■ Exercise input ■
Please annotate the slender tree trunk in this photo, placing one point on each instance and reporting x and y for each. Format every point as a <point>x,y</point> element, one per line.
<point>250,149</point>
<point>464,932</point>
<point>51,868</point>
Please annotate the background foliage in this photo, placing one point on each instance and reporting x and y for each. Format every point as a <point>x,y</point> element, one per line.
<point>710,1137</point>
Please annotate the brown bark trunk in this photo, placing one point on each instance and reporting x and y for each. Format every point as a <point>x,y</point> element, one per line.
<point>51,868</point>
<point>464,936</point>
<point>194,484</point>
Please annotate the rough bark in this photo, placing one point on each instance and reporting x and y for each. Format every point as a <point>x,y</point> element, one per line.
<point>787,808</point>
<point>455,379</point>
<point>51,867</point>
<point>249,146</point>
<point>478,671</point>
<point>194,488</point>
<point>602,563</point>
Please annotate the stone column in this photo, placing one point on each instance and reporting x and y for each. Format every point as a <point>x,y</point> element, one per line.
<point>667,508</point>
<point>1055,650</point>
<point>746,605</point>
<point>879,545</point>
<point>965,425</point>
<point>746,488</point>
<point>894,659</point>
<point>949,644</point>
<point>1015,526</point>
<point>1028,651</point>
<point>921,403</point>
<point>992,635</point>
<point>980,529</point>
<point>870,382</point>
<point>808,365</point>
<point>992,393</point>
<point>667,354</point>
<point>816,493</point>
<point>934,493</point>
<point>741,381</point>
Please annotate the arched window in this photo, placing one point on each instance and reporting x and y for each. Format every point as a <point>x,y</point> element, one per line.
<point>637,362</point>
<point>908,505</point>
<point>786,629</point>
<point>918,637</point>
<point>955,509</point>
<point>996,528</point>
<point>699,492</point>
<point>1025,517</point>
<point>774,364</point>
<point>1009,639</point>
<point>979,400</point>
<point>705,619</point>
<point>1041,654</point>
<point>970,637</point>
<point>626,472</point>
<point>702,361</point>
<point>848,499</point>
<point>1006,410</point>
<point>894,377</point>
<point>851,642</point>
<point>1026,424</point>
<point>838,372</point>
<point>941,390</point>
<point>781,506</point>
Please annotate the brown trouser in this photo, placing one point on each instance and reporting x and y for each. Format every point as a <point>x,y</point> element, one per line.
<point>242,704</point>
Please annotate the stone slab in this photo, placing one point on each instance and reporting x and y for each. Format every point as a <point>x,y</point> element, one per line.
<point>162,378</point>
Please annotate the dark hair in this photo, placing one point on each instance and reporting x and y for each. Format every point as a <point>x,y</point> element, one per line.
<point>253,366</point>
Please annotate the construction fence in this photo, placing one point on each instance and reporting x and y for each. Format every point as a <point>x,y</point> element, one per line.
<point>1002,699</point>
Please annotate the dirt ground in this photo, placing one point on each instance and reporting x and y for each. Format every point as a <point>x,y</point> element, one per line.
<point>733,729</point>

■ Task goal ■
Please copy every line above word for word, keeping them in their original order.

■ Answer to the task ■
Please annotate the slender tree trunk in this photo, placing one point on each instance and reporting x and y for each. Format every point as a <point>x,y</point> element, one per line.
<point>250,149</point>
<point>464,932</point>
<point>51,868</point>
Please annotate the background foliage in this photo, placing one point on each instance and reporting x and y for each. Format every point as a <point>x,y</point> element, one per line.
<point>710,1137</point>
Please annotate the brown bark trunk in this photo, placing one point on each instance and reporting x and y for each. Format every point as a <point>x,y</point> element, one per line.
<point>51,868</point>
<point>464,936</point>
<point>194,484</point>
Please annotate the rough bark in this photo, placing one point on each instance and reporting x and y for each. Format every point as a <point>x,y</point> element, one per line.
<point>787,808</point>
<point>455,379</point>
<point>51,867</point>
<point>249,146</point>
<point>478,671</point>
<point>194,488</point>
<point>602,563</point>
Please annotate the stone column in this photo, placing one point on each instance and reporting x and y for each. Format every point as a <point>x,y</point> element, one per line.
<point>667,508</point>
<point>1055,650</point>
<point>746,605</point>
<point>879,545</point>
<point>965,425</point>
<point>746,488</point>
<point>894,659</point>
<point>949,644</point>
<point>1015,526</point>
<point>1028,651</point>
<point>921,403</point>
<point>992,635</point>
<point>980,529</point>
<point>870,382</point>
<point>808,365</point>
<point>992,393</point>
<point>667,354</point>
<point>816,493</point>
<point>934,493</point>
<point>741,381</point>
Please annotate the arched window in this photo, placing one point on each instance and reporting x and y for each. Format every point as a <point>x,y</point> element, one per line.
<point>637,362</point>
<point>908,505</point>
<point>786,629</point>
<point>918,637</point>
<point>955,509</point>
<point>996,528</point>
<point>699,492</point>
<point>1025,517</point>
<point>774,364</point>
<point>1009,639</point>
<point>979,400</point>
<point>705,619</point>
<point>1041,654</point>
<point>970,637</point>
<point>626,472</point>
<point>702,361</point>
<point>848,499</point>
<point>1006,410</point>
<point>894,377</point>
<point>851,642</point>
<point>1026,424</point>
<point>838,372</point>
<point>941,390</point>
<point>781,506</point>
Please annotate the brown trouser in this photo, placing one point on each instance and reporting x and y for each. Format every point as a <point>x,y</point> element, one per line.
<point>242,704</point>
Please annotate the stone slab in this photo, placing one point on each instance and reporting x and y for each. Format every point as a <point>x,y</point> element, one per line.
<point>162,378</point>
Please annotate the dark hair in this photo, placing one point on each instance and reporting x and y for each. Format every point as a <point>x,y</point> element, one per line.
<point>253,366</point>
Please annotate the construction fence in this photo, placing one point on each instance and reporting x and y for each. Format every point as a <point>x,y</point> element, one per line.
<point>1002,699</point>
Please annotate the dirt ground in this photo, placing one point on each instance and reporting x and y for each. Format every point as a <point>x,y</point> element, one per line.
<point>733,729</point>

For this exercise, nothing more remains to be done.